### Exercise directions
Collect each line in the items below that contains the string "roof".
--- START Data for this task ---
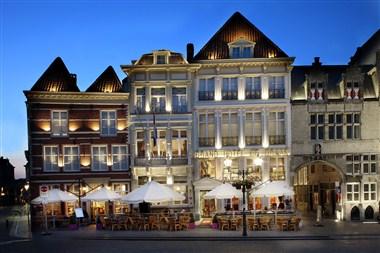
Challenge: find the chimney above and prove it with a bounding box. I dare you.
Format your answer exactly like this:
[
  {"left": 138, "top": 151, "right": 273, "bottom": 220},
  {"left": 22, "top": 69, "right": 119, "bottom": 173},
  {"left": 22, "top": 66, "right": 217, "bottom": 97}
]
[{"left": 186, "top": 43, "right": 194, "bottom": 62}]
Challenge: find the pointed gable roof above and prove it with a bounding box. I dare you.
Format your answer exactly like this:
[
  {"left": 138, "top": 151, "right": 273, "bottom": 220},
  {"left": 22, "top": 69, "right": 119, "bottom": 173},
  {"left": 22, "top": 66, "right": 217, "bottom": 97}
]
[
  {"left": 86, "top": 66, "right": 122, "bottom": 92},
  {"left": 194, "top": 12, "right": 288, "bottom": 61},
  {"left": 31, "top": 57, "right": 79, "bottom": 92}
]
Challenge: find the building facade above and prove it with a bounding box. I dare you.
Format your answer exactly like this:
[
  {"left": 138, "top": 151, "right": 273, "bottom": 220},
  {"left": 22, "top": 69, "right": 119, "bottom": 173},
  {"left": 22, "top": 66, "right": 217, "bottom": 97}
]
[{"left": 24, "top": 58, "right": 130, "bottom": 227}]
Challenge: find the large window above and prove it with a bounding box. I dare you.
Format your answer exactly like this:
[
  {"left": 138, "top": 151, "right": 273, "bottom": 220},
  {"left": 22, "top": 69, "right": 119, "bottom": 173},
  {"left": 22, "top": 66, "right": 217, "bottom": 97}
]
[
  {"left": 244, "top": 112, "right": 261, "bottom": 146},
  {"left": 346, "top": 113, "right": 360, "bottom": 139},
  {"left": 172, "top": 88, "right": 187, "bottom": 112},
  {"left": 172, "top": 129, "right": 187, "bottom": 158},
  {"left": 136, "top": 131, "right": 145, "bottom": 158},
  {"left": 199, "top": 113, "right": 215, "bottom": 147},
  {"left": 245, "top": 77, "right": 261, "bottom": 99},
  {"left": 363, "top": 183, "right": 377, "bottom": 201},
  {"left": 269, "top": 76, "right": 285, "bottom": 98},
  {"left": 328, "top": 113, "right": 343, "bottom": 140},
  {"left": 150, "top": 130, "right": 167, "bottom": 158},
  {"left": 347, "top": 183, "right": 359, "bottom": 201},
  {"left": 44, "top": 146, "right": 59, "bottom": 172},
  {"left": 91, "top": 145, "right": 108, "bottom": 171},
  {"left": 112, "top": 145, "right": 128, "bottom": 170},
  {"left": 310, "top": 114, "right": 325, "bottom": 140},
  {"left": 198, "top": 78, "right": 215, "bottom": 101},
  {"left": 269, "top": 157, "right": 285, "bottom": 181},
  {"left": 152, "top": 88, "right": 165, "bottom": 113},
  {"left": 100, "top": 111, "right": 116, "bottom": 136},
  {"left": 222, "top": 112, "right": 238, "bottom": 146},
  {"left": 51, "top": 111, "right": 68, "bottom": 136},
  {"left": 269, "top": 112, "right": 285, "bottom": 145},
  {"left": 136, "top": 88, "right": 145, "bottom": 113},
  {"left": 63, "top": 146, "right": 80, "bottom": 171},
  {"left": 222, "top": 77, "right": 237, "bottom": 100}
]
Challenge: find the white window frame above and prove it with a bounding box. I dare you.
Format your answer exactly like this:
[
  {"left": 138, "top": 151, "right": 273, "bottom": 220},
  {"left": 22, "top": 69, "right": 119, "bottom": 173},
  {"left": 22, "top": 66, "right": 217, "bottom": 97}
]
[
  {"left": 111, "top": 145, "right": 128, "bottom": 171},
  {"left": 50, "top": 110, "right": 69, "bottom": 137},
  {"left": 43, "top": 145, "right": 60, "bottom": 172},
  {"left": 63, "top": 145, "right": 80, "bottom": 172},
  {"left": 91, "top": 145, "right": 108, "bottom": 171},
  {"left": 346, "top": 183, "right": 360, "bottom": 202},
  {"left": 99, "top": 110, "right": 117, "bottom": 136}
]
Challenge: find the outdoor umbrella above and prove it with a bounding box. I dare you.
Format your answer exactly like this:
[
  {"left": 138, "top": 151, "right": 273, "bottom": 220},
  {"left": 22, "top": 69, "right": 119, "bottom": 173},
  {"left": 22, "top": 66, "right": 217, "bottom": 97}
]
[
  {"left": 31, "top": 189, "right": 78, "bottom": 204},
  {"left": 121, "top": 181, "right": 185, "bottom": 204},
  {"left": 82, "top": 187, "right": 121, "bottom": 201},
  {"left": 203, "top": 183, "right": 243, "bottom": 199}
]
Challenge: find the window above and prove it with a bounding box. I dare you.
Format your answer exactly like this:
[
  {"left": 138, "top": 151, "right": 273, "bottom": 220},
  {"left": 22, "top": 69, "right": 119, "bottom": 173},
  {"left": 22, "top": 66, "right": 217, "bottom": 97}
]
[
  {"left": 44, "top": 146, "right": 59, "bottom": 172},
  {"left": 150, "top": 130, "right": 166, "bottom": 159},
  {"left": 152, "top": 88, "right": 165, "bottom": 113},
  {"left": 172, "top": 130, "right": 187, "bottom": 157},
  {"left": 363, "top": 183, "right": 376, "bottom": 201},
  {"left": 156, "top": 55, "right": 166, "bottom": 64},
  {"left": 136, "top": 131, "right": 145, "bottom": 158},
  {"left": 222, "top": 77, "right": 237, "bottom": 100},
  {"left": 63, "top": 146, "right": 80, "bottom": 171},
  {"left": 244, "top": 112, "right": 262, "bottom": 146},
  {"left": 100, "top": 111, "right": 116, "bottom": 136},
  {"left": 346, "top": 113, "right": 360, "bottom": 139},
  {"left": 268, "top": 112, "right": 285, "bottom": 145},
  {"left": 172, "top": 88, "right": 187, "bottom": 112},
  {"left": 199, "top": 113, "right": 215, "bottom": 147},
  {"left": 198, "top": 78, "right": 215, "bottom": 101},
  {"left": 91, "top": 146, "right": 108, "bottom": 171},
  {"left": 222, "top": 112, "right": 238, "bottom": 146},
  {"left": 269, "top": 76, "right": 285, "bottom": 98},
  {"left": 51, "top": 111, "right": 68, "bottom": 136},
  {"left": 245, "top": 77, "right": 261, "bottom": 99},
  {"left": 328, "top": 113, "right": 343, "bottom": 140},
  {"left": 347, "top": 183, "right": 359, "bottom": 201},
  {"left": 112, "top": 145, "right": 128, "bottom": 170},
  {"left": 136, "top": 88, "right": 145, "bottom": 113},
  {"left": 269, "top": 157, "right": 285, "bottom": 181},
  {"left": 310, "top": 114, "right": 325, "bottom": 140}
]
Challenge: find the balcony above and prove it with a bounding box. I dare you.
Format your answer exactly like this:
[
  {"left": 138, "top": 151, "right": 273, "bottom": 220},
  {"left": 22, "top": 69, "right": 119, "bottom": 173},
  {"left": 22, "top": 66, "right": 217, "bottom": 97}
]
[
  {"left": 199, "top": 137, "right": 215, "bottom": 147},
  {"left": 198, "top": 91, "right": 214, "bottom": 101},
  {"left": 269, "top": 135, "right": 285, "bottom": 145},
  {"left": 245, "top": 136, "right": 262, "bottom": 146},
  {"left": 222, "top": 137, "right": 238, "bottom": 147}
]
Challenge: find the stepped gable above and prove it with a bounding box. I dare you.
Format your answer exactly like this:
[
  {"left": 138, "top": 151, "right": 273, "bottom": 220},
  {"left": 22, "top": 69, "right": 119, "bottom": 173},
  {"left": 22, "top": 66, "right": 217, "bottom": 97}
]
[
  {"left": 86, "top": 66, "right": 122, "bottom": 92},
  {"left": 31, "top": 57, "right": 79, "bottom": 92},
  {"left": 194, "top": 12, "right": 289, "bottom": 61}
]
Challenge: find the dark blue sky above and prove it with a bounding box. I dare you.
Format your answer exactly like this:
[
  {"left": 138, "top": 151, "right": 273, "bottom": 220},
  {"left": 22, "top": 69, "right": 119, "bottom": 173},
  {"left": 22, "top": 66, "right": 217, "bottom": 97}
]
[{"left": 0, "top": 0, "right": 380, "bottom": 176}]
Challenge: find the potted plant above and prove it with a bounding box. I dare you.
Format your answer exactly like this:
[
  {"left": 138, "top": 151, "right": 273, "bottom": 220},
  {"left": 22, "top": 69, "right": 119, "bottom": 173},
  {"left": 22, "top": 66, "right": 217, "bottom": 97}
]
[{"left": 69, "top": 214, "right": 78, "bottom": 230}]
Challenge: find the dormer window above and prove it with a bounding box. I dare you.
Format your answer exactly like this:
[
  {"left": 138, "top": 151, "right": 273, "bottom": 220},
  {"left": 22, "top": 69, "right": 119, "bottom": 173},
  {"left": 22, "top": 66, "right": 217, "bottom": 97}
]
[{"left": 228, "top": 39, "right": 255, "bottom": 59}]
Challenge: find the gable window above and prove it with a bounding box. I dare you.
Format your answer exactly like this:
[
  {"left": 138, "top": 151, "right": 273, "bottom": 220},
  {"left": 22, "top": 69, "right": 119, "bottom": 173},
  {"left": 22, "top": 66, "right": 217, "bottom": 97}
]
[
  {"left": 51, "top": 111, "right": 68, "bottom": 136},
  {"left": 222, "top": 77, "right": 237, "bottom": 100},
  {"left": 112, "top": 145, "right": 128, "bottom": 170},
  {"left": 91, "top": 145, "right": 108, "bottom": 171},
  {"left": 172, "top": 88, "right": 187, "bottom": 112},
  {"left": 152, "top": 88, "right": 166, "bottom": 113},
  {"left": 136, "top": 88, "right": 145, "bottom": 113},
  {"left": 198, "top": 78, "right": 215, "bottom": 101},
  {"left": 44, "top": 146, "right": 59, "bottom": 172},
  {"left": 269, "top": 76, "right": 285, "bottom": 98},
  {"left": 100, "top": 111, "right": 116, "bottom": 136},
  {"left": 63, "top": 146, "right": 80, "bottom": 171},
  {"left": 245, "top": 77, "right": 261, "bottom": 99},
  {"left": 198, "top": 113, "right": 215, "bottom": 147},
  {"left": 244, "top": 112, "right": 261, "bottom": 146}
]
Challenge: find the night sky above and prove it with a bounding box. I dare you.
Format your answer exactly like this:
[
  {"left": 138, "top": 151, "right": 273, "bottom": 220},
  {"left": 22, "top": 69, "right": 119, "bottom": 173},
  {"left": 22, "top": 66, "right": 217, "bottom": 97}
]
[{"left": 0, "top": 0, "right": 380, "bottom": 177}]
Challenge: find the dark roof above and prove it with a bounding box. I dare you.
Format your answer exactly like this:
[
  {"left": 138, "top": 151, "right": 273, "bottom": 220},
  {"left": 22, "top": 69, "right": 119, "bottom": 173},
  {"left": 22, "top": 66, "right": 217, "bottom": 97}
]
[
  {"left": 350, "top": 29, "right": 380, "bottom": 65},
  {"left": 31, "top": 57, "right": 79, "bottom": 92},
  {"left": 86, "top": 66, "right": 122, "bottom": 92},
  {"left": 194, "top": 12, "right": 288, "bottom": 61}
]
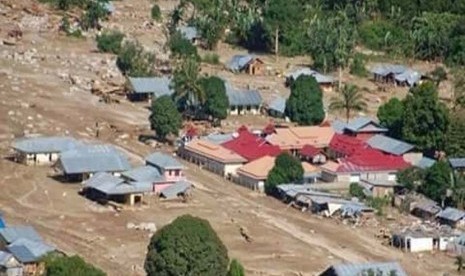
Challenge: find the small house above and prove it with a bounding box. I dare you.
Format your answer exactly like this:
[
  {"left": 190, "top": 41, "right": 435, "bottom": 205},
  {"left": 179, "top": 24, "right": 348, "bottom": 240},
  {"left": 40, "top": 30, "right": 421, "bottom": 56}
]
[
  {"left": 227, "top": 55, "right": 264, "bottom": 75},
  {"left": 55, "top": 145, "right": 131, "bottom": 181},
  {"left": 436, "top": 207, "right": 465, "bottom": 228},
  {"left": 319, "top": 262, "right": 407, "bottom": 276},
  {"left": 178, "top": 139, "right": 247, "bottom": 178},
  {"left": 127, "top": 77, "right": 174, "bottom": 101},
  {"left": 226, "top": 84, "right": 263, "bottom": 115},
  {"left": 12, "top": 136, "right": 78, "bottom": 165}
]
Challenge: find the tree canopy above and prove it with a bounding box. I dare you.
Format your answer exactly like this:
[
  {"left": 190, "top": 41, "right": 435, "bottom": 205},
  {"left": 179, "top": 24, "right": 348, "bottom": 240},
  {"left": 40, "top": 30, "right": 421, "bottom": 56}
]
[
  {"left": 149, "top": 96, "right": 182, "bottom": 140},
  {"left": 285, "top": 75, "right": 325, "bottom": 125},
  {"left": 265, "top": 152, "right": 304, "bottom": 194},
  {"left": 144, "top": 215, "right": 229, "bottom": 276}
]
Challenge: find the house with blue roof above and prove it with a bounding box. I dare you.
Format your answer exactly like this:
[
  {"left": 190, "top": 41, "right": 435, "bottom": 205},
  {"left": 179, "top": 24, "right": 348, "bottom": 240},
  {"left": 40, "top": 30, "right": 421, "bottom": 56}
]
[
  {"left": 226, "top": 55, "right": 264, "bottom": 75},
  {"left": 127, "top": 77, "right": 174, "bottom": 101},
  {"left": 11, "top": 136, "right": 79, "bottom": 165}
]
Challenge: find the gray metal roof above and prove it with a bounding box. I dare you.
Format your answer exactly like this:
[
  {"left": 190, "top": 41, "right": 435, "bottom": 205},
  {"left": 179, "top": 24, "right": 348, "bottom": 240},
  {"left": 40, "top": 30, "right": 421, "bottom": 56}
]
[
  {"left": 370, "top": 63, "right": 407, "bottom": 77},
  {"left": 225, "top": 82, "right": 263, "bottom": 106},
  {"left": 226, "top": 55, "right": 254, "bottom": 72},
  {"left": 59, "top": 145, "right": 131, "bottom": 174},
  {"left": 129, "top": 77, "right": 174, "bottom": 98},
  {"left": 160, "top": 181, "right": 192, "bottom": 199},
  {"left": 145, "top": 152, "right": 184, "bottom": 170},
  {"left": 268, "top": 96, "right": 286, "bottom": 114},
  {"left": 8, "top": 239, "right": 55, "bottom": 263},
  {"left": 178, "top": 26, "right": 200, "bottom": 41},
  {"left": 330, "top": 262, "right": 407, "bottom": 276},
  {"left": 0, "top": 225, "right": 42, "bottom": 244},
  {"left": 367, "top": 134, "right": 414, "bottom": 155},
  {"left": 449, "top": 158, "right": 465, "bottom": 169},
  {"left": 436, "top": 207, "right": 465, "bottom": 222},
  {"left": 121, "top": 166, "right": 165, "bottom": 183},
  {"left": 12, "top": 136, "right": 78, "bottom": 153}
]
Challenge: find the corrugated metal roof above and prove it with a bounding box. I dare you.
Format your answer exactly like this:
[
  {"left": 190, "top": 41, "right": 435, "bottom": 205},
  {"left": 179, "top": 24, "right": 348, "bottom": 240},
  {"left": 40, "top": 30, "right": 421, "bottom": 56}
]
[
  {"left": 160, "top": 181, "right": 192, "bottom": 199},
  {"left": 331, "top": 262, "right": 407, "bottom": 276},
  {"left": 121, "top": 166, "right": 165, "bottom": 183},
  {"left": 449, "top": 158, "right": 465, "bottom": 169},
  {"left": 367, "top": 134, "right": 414, "bottom": 155},
  {"left": 227, "top": 55, "right": 254, "bottom": 72},
  {"left": 145, "top": 152, "right": 184, "bottom": 170},
  {"left": 8, "top": 239, "right": 55, "bottom": 263},
  {"left": 0, "top": 225, "right": 42, "bottom": 244},
  {"left": 178, "top": 26, "right": 200, "bottom": 41},
  {"left": 129, "top": 77, "right": 174, "bottom": 98},
  {"left": 436, "top": 207, "right": 465, "bottom": 222},
  {"left": 12, "top": 136, "right": 78, "bottom": 153},
  {"left": 59, "top": 145, "right": 131, "bottom": 174},
  {"left": 268, "top": 96, "right": 286, "bottom": 114}
]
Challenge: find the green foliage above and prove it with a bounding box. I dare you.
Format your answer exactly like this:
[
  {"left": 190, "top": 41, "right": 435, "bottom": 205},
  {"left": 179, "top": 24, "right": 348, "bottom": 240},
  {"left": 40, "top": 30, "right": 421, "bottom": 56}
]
--- END Data for this task ---
### Response to this task
Challenge: find the pointed gable roof above and prove it with a bounding box. I dare you.
Challenge: find the dark roof above and prove it with a bounding box. I dare you.
Challenge: find the house with blue roof above and prove it with a bounding box. I dare you.
Challenge: find the gray metal roof above and prove it with a bounding box. I dare you.
Challenge: find the corrugated metal roof above and prove it with a bounding box. I dare you.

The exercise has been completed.